Texte du document |
Contrôlé pour contre-roollé, âge pour aage.

Figures de construction. — Ces figures se rapportent à la grammaire, dont elles modifient les règles ; elles ajoutent souvent beaucoup à la beauté du style.

L’Ellipse (ou retranchement) supprime une partie des mots, pour rendre l’expression plus vive.

« La justice passe du prince dans les magistrats, et du trône elle se répand sur les tribunaux. C’est dans le règne d’Ezéchias le modèle de nos jours. »

(Bossuet, Oraison funèbre de M. Le Tellier.)

Nos amis ont grand tort, et tort qui se repose

Sur de tels paresseux, à servir ainsi lents.

La FONTAINE, liv. IV, fab. xxii.
Et, pleurés du vieillard, il grava sur leur marbre
Ce que je viens de raconter.
Id., liv. XI, fab. ix.
Je t’aimais inconstant ; qu’aurais-je fait fidèle ?

Travail demandé | Reproduisez fidèlement le passage du texte sur les figures de construction qui commence par les mots « (Bossuet, Oraison funèbre » et s'achève sur « viens de raconter. ».

Données extraites |
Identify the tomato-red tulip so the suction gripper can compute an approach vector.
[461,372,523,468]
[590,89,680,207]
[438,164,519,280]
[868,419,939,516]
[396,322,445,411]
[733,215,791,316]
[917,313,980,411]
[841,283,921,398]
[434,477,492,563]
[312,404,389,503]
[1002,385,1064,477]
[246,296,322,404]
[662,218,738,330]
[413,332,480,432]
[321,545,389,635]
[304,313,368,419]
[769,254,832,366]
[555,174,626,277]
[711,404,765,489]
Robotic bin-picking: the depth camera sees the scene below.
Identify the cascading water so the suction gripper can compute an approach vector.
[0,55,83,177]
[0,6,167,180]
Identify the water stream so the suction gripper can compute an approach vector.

Corrigé |
(Bossuet, Oraison funèbre de M. Le Tellier.)

Nos amis ont grand tort, et tort qui se repose

Sur de tels paresseux, à servir ainsi lents.

La FONTAINE, liv. IV, fab. xxii.
Et, pleurés du vieillard, il grava sur leur marbre
Ce que je viens de raconter.